> _Exercise inputs_:
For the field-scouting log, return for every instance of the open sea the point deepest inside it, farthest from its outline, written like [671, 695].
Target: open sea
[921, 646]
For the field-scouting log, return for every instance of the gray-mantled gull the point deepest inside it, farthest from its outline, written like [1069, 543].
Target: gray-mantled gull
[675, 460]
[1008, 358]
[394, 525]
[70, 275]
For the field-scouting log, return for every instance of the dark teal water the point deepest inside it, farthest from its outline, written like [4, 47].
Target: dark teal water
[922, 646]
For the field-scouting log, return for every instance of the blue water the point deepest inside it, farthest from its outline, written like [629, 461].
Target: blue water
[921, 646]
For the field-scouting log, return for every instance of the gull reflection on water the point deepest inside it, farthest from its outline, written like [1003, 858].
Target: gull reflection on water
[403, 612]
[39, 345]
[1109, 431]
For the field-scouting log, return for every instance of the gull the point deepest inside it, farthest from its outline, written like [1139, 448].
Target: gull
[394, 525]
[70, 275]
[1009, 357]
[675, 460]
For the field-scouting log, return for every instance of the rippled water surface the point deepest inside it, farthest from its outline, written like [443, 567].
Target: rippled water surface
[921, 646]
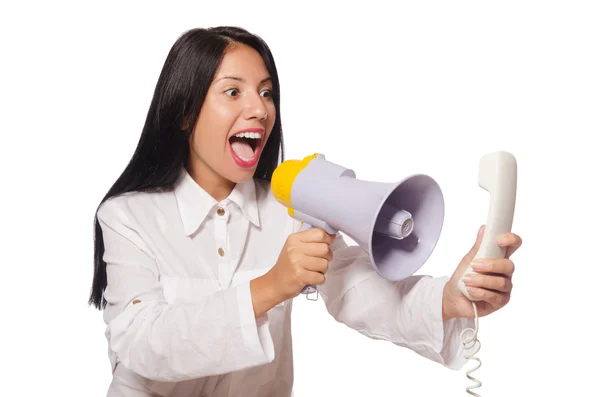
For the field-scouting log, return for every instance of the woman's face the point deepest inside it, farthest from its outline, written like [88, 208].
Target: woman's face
[235, 121]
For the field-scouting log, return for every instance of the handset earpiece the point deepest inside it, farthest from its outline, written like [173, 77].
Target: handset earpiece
[497, 175]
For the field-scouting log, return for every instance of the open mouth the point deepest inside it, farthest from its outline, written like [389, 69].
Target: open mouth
[245, 145]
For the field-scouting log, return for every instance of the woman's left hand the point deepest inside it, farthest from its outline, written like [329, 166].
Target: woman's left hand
[492, 282]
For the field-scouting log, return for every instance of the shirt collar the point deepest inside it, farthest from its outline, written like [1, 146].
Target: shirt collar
[195, 203]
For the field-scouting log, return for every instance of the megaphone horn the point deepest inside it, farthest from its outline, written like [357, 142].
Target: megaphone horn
[398, 224]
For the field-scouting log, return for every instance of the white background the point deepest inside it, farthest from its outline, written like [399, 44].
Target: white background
[386, 90]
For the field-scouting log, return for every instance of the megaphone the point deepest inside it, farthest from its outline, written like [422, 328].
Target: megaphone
[398, 224]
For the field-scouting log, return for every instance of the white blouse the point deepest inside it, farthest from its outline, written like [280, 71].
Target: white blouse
[180, 320]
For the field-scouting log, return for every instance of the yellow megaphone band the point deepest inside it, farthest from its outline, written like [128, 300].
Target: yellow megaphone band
[284, 177]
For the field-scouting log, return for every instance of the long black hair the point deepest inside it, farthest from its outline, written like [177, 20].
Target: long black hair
[163, 148]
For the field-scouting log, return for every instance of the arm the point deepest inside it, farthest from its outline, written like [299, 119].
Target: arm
[215, 334]
[407, 313]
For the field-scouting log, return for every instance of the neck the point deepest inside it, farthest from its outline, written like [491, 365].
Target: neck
[215, 185]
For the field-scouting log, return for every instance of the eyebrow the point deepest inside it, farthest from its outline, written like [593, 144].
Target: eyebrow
[242, 80]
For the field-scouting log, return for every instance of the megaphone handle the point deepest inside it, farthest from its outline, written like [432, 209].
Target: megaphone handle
[308, 289]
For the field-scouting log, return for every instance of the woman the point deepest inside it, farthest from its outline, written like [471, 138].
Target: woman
[196, 263]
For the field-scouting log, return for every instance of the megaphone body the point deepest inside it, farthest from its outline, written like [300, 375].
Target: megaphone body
[398, 224]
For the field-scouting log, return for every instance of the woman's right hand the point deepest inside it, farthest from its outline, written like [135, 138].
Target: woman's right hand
[304, 260]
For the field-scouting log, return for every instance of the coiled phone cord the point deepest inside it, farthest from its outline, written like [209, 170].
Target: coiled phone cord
[469, 343]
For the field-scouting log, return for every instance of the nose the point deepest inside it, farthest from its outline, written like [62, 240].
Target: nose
[255, 108]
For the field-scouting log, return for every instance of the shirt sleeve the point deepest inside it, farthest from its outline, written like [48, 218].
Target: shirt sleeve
[164, 341]
[407, 313]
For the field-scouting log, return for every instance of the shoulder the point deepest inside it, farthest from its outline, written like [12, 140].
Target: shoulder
[129, 209]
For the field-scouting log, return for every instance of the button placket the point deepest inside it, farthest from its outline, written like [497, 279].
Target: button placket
[221, 241]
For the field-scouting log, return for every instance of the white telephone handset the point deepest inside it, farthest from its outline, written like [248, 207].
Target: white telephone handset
[497, 175]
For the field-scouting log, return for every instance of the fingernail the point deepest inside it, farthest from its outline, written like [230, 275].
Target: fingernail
[477, 265]
[469, 279]
[472, 291]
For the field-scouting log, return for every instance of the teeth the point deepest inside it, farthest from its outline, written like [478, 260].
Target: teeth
[251, 135]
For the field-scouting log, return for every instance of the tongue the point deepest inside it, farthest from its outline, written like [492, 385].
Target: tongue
[242, 149]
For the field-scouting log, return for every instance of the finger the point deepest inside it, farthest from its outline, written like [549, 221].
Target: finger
[496, 299]
[315, 278]
[316, 265]
[316, 235]
[318, 250]
[502, 266]
[494, 283]
[511, 241]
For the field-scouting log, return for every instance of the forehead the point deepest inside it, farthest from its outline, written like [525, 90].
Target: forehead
[242, 62]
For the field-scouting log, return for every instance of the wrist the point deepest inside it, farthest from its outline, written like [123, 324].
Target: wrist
[264, 296]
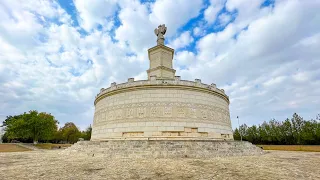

> _Goal_:
Rewrite the rows starting at the line that contains "like [525, 90]." and ending at the last line of the rows, with "forehead" replaced by "brow" and everything else unchanged. Leave the pictures out of your answer.

> _Task answer_:
For the field-scouting log, return for every instance of the brow the point deepest inside it, farthest from its outline, written like [525, 90].
Target: brow
[242, 62]
For the field-scouting log, return for every instance of the wrist the point deepest inside it, farthest from its outline, written like [123, 324].
Target: wrist
[264, 296]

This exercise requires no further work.